WORK TASK> With pictures excluded, output exactly the lines that run from the first line of the data below through the line containing "find mountain |".

Saved data entries
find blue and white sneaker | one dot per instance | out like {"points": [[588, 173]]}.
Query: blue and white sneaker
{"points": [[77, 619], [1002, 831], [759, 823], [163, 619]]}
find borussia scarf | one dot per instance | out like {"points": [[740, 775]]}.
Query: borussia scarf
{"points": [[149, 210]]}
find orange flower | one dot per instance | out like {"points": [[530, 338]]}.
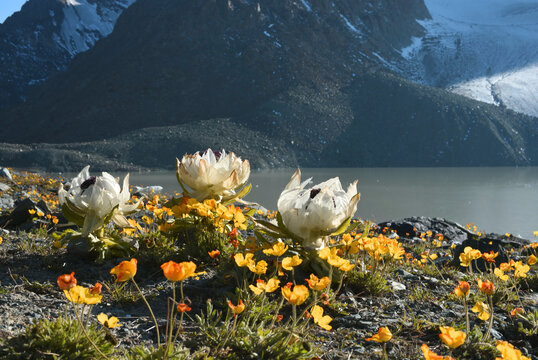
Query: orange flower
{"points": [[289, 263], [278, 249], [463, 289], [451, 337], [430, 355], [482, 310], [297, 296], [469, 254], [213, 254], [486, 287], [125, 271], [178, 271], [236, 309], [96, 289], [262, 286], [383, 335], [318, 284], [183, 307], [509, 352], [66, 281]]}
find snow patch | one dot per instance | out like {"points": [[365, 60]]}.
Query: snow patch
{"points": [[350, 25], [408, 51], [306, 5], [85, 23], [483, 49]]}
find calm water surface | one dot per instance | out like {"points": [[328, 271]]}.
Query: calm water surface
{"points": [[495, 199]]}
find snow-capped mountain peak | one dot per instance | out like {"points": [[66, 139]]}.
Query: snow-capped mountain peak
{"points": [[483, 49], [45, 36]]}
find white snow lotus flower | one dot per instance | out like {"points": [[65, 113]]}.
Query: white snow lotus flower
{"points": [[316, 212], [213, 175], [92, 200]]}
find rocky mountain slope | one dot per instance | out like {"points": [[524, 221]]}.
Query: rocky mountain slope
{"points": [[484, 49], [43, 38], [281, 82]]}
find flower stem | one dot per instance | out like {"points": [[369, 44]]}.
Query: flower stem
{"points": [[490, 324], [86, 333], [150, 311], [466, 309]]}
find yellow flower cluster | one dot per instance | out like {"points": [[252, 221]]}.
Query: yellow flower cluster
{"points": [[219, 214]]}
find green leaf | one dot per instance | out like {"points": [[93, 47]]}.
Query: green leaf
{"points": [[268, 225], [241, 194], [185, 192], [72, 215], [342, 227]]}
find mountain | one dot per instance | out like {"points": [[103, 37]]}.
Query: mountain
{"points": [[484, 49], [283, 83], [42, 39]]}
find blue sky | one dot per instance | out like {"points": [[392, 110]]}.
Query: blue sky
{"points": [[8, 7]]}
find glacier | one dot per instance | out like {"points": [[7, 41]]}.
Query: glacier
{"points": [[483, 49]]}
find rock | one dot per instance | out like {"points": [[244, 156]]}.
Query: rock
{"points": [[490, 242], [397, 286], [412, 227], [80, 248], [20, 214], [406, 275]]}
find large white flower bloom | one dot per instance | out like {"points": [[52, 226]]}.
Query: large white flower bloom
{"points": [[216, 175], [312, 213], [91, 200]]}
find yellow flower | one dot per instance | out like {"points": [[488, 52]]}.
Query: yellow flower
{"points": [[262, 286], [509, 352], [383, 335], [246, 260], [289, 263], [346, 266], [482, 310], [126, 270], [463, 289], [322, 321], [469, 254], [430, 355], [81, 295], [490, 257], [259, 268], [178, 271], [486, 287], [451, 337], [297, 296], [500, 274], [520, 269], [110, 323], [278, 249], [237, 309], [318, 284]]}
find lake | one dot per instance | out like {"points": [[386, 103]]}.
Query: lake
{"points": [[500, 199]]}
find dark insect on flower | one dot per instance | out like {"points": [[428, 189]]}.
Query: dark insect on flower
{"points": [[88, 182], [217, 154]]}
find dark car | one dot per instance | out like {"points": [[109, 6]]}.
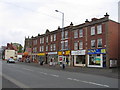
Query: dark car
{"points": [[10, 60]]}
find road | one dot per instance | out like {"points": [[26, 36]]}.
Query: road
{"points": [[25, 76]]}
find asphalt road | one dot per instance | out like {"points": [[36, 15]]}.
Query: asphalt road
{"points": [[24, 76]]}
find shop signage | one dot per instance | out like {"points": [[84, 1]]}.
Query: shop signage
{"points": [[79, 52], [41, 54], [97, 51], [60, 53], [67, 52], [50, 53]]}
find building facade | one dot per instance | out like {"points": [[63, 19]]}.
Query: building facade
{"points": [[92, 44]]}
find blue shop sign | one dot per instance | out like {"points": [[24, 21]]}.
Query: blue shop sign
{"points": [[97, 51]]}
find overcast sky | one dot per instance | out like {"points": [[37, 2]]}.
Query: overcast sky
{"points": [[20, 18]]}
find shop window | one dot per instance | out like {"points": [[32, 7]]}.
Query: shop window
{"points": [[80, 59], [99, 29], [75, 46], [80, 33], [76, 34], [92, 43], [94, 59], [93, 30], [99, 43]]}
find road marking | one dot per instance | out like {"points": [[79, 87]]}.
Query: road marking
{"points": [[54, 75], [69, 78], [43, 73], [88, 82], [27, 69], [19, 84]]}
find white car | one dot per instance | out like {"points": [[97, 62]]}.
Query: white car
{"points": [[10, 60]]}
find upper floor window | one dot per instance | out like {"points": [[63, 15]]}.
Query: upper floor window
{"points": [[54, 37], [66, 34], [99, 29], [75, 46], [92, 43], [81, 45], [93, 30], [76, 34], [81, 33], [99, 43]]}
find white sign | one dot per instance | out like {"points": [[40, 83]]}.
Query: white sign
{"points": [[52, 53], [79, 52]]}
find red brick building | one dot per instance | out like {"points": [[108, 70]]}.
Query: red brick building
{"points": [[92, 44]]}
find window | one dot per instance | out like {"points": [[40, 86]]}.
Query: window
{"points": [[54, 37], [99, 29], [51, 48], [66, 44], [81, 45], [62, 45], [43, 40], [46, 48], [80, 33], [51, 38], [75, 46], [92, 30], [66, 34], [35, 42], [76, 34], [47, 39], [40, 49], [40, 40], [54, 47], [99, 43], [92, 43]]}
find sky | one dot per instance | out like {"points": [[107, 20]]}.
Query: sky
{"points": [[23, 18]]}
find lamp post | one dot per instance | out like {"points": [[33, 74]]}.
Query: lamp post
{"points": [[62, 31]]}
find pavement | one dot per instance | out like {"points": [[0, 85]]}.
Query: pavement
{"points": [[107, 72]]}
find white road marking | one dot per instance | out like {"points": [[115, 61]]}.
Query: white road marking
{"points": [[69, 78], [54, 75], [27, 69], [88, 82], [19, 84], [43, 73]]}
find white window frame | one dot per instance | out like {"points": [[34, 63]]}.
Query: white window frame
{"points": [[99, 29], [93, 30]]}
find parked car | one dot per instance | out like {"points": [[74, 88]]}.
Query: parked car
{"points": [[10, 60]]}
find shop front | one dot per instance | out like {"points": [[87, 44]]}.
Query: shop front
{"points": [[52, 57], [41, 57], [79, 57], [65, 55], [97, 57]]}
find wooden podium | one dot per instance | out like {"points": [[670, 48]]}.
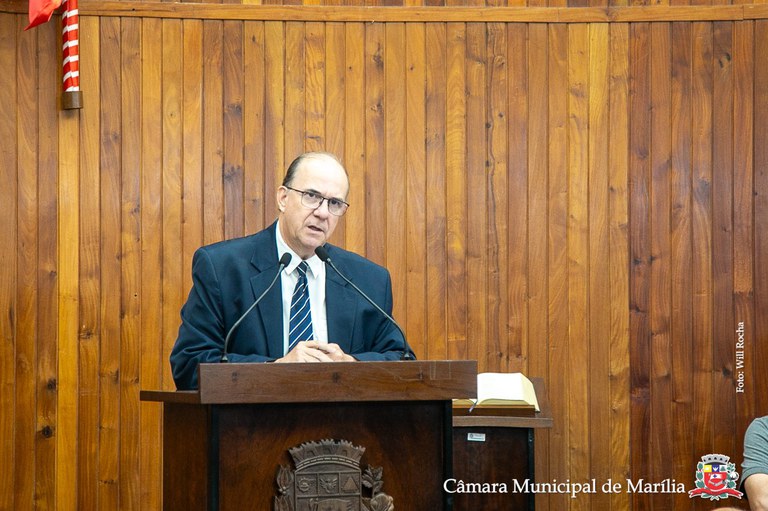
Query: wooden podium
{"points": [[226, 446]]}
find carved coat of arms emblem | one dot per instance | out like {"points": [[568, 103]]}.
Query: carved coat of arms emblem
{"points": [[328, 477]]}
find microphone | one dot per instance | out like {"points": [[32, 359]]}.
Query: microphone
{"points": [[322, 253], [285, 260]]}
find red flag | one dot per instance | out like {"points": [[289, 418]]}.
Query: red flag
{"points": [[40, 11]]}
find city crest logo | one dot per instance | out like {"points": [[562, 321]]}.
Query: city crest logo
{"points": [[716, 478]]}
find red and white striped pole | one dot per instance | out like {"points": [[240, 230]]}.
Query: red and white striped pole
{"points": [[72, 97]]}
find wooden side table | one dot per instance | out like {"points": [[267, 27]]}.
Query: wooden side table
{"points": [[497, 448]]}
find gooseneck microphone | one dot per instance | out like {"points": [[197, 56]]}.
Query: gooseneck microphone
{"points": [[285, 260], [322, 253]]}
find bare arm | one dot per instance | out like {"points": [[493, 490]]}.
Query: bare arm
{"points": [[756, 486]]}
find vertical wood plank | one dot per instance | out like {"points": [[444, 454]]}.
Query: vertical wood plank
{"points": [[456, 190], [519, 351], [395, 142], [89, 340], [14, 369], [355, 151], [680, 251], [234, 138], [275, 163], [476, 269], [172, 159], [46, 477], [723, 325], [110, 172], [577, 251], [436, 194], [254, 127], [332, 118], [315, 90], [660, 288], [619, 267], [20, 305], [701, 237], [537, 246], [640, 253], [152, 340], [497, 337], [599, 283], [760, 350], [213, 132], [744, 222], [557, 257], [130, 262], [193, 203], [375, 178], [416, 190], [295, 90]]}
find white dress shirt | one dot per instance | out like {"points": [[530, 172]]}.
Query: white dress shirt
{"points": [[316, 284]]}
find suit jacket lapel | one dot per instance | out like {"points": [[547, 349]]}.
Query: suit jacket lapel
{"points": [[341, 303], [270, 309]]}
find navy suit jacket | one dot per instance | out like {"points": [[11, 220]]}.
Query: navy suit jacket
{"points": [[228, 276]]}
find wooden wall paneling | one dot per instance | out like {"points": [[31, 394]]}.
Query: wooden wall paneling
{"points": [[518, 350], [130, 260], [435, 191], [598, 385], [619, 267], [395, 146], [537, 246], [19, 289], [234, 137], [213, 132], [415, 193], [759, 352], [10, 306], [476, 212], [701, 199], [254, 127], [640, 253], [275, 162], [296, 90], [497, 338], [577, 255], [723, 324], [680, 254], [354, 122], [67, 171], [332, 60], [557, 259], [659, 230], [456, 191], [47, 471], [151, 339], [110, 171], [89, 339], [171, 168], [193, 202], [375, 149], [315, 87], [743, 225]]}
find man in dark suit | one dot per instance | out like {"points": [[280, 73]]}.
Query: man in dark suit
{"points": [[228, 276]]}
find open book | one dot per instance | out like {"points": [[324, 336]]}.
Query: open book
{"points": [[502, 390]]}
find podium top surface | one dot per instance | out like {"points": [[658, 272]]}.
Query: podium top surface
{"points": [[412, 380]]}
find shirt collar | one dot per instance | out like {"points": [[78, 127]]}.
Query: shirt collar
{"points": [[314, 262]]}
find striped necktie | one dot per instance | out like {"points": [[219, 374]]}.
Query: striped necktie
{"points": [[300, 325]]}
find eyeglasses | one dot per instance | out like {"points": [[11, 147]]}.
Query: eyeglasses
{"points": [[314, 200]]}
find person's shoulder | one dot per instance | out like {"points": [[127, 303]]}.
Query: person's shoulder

COMPLETED EXERCISE>
find blue and white sneaker | one dot per instance | out like {"points": [[588, 173]]}.
Query: blue and white sneaker
{"points": [[77, 619], [1002, 831], [759, 823], [163, 619]]}
find borussia scarf | one dot per instance | out like {"points": [[740, 775]]}.
Query: borussia scarf
{"points": [[149, 210]]}
find orange flower | one dot per instance | out like {"points": [[530, 338]]}.
Query: orange flower
{"points": [[289, 263], [278, 249], [463, 289], [451, 337], [430, 355], [482, 310], [297, 296], [469, 254], [213, 254], [486, 287], [125, 271], [178, 271], [236, 309], [96, 289], [262, 286], [383, 335], [318, 284], [183, 307], [509, 352], [66, 281]]}
find snow patch | one dot per instance | out like {"points": [[365, 60]]}.
Query: snow patch
{"points": [[350, 25], [408, 51], [306, 5], [85, 23], [483, 49]]}
find calm water surface | one dot per instance | out like {"points": [[328, 271]]}.
Query: calm water surface
{"points": [[495, 199]]}
find snow-capped mountain peak | one dot per instance | out like {"points": [[66, 139]]}.
Query: snow-capped mountain peak
{"points": [[483, 49], [45, 36]]}
find white snow lotus flower | one dot per instance | out like {"points": [[65, 113]]}.
Query: white snow lotus flower
{"points": [[316, 212], [213, 175], [92, 200]]}
find rocky mountain slope | one dot per instance | out like {"points": [[524, 221]]}.
Query: rocky mountain slope
{"points": [[484, 49], [43, 38], [281, 82]]}
find flower stem | one dot per instance | out like {"points": [[369, 44]]}.
Query: flower stem
{"points": [[490, 324], [86, 333], [150, 311], [466, 309]]}
find yellow flower cluster | one dot per instance | out like {"points": [[252, 221]]}.
Query: yellow flower cluster
{"points": [[219, 214]]}
find green leaf | one dot per instance | out like {"points": [[93, 47]]}.
Query: green leaf
{"points": [[268, 225], [241, 194], [185, 192], [72, 215], [342, 227]]}
find mountain | one dot per instance | out like {"points": [[103, 37]]}.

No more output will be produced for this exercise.